:: AVAILABLE DATA
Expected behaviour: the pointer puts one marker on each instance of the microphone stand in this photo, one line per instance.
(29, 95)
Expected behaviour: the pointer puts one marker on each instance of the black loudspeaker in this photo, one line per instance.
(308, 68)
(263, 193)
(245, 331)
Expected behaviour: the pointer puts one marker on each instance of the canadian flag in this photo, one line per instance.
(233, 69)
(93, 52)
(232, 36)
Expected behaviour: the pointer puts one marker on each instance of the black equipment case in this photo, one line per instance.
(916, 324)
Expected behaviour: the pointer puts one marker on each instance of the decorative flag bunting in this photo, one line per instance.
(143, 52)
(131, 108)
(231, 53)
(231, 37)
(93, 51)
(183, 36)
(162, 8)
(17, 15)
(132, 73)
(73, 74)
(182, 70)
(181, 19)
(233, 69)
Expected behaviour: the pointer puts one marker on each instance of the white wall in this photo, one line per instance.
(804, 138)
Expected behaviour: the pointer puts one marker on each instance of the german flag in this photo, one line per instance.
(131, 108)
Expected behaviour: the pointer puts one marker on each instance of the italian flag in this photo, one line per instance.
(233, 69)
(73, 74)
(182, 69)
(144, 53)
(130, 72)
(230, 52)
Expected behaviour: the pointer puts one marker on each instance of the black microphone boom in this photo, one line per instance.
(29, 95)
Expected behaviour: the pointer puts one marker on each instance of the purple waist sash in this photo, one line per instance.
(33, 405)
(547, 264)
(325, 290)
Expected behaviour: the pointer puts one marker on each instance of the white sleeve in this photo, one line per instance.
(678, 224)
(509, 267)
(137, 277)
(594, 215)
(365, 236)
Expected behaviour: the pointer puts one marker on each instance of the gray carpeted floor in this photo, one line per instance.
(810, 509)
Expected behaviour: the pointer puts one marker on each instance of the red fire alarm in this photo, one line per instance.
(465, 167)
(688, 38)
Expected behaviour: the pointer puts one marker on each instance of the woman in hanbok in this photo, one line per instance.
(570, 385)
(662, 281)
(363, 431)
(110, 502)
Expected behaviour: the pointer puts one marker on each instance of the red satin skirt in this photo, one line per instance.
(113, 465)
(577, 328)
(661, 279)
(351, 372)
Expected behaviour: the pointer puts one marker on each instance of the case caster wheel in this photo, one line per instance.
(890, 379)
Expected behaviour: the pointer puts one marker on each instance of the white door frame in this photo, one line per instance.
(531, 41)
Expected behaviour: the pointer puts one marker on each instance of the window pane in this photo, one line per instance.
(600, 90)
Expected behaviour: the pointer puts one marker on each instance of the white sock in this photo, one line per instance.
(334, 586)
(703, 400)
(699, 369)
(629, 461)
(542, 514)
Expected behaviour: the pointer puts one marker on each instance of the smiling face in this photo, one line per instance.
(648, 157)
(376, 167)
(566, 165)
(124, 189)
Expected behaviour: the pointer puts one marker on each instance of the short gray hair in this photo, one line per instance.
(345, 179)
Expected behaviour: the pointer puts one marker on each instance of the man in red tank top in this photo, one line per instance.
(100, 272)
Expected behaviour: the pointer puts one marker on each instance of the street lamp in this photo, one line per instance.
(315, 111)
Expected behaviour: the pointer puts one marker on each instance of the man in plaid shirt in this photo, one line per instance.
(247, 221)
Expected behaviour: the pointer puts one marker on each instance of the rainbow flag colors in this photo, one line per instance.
::::
TASK PROMPT: When you answer, repeat every record exactly, omitting nothing.

RESULT OF THIS TASK:
Expected behaviour: the pointer puts one marker on each instance of the microphone stand in this photo, one line per instance.
(29, 95)
Expected behaviour: the pointer puts one marker on each instance of the black loudspeaker in this photo, one line per instance.
(308, 68)
(263, 193)
(245, 331)
Expected behaviour: the pointer puts one marker on each instance of the canadian flag in this photo, one line per instance.
(233, 69)
(93, 52)
(232, 36)
Expected behaviour: the pointer puts one marker on each instance of the black equipment case in this photo, one line per instance.
(916, 324)
Expected behaviour: the pointer puts one marker on each instance of the decorative flag bunting in this photo, one line per instance.
(143, 52)
(131, 108)
(231, 53)
(231, 37)
(93, 51)
(183, 36)
(162, 8)
(17, 15)
(132, 73)
(73, 74)
(182, 70)
(181, 19)
(233, 69)
Expected behaviour: the pointer puts one marker on each instance of the white wall in this photo, one line per instance.
(804, 138)
Expected behaviour: the pointer puts one marker on each instance of the german flag in this photo, one line per instance.
(131, 108)
Expected behaviour: the pointer puts one marker on each instance of the italian flag in this photo, one line per instance.
(233, 69)
(73, 74)
(182, 69)
(144, 53)
(130, 72)
(230, 52)
Expected behaviour: the pointer puts one marker on each instance of the black microphone boom in this photo, one line per instance.
(29, 95)
Expected behaviour: the pointer puts one marker on each instance of the purple waist sash in this photo, one line per instance.
(33, 405)
(547, 264)
(325, 290)
Expected behaviour: the pointer puts one marker on each instance of the white sleeve in this photo, one line per instance.
(678, 224)
(509, 267)
(137, 277)
(594, 215)
(365, 236)
Expected behaviour: the pointer puts one marker on each instance of the gray carpeted floor in this photo, one line per instance.
(810, 509)
Expected behaviour: the pointer puts one marker on each instance of the red fire alarm in this photo, one line per instance.
(465, 167)
(688, 38)
Expected behaviour: the pointer puts one marker on each instance of the woman in hanbok in this photo, one line per instance.
(570, 385)
(662, 281)
(363, 431)
(110, 502)
Expected behaviour: the pointer puts one marker on each instance of the red satin skirt in this photo, one line per instance.
(113, 465)
(577, 328)
(661, 279)
(351, 372)
Expected behaviour: the pointer puts one marker on each instance of the case caster wheel in this photo, one line per instance.
(890, 379)
Expected behaviour: the pointer puts one marker on each instance of the white door frame in this photo, one line per instance.
(531, 41)
Expected behaviour: the pointer puts one marker on each instance of the window pane in this photo, one line per instance.
(600, 90)
Expected behaviour: the pointer puts one marker on each instance of the white sock in this photo, one line per instance.
(334, 586)
(703, 400)
(699, 369)
(629, 461)
(542, 514)
Expected behaviour: the pointer puts one marker on each instance of the smiling face in this photo, one line per instance.
(648, 157)
(376, 167)
(566, 165)
(124, 189)
Expected behaviour: the pointer puts one marker on each instance of the short gray hair in this photo, one line per instance.
(345, 179)
Expected behaviour: the pointer puts one marker on each instance of the man in red tank top in this photo, one line per instance.
(100, 272)
Expected behaviour: the pointer puts one marker on each instance of the street lamp in this photo, one line per instance.
(315, 111)
Expected behaviour: the pointer puts one marker on each instance of the man in plaid shirt in this photo, one line per instance.
(247, 221)
Expected behaviour: the pointer puts one marker on each instance of the rainbow flag colors in this photo, one line per instance.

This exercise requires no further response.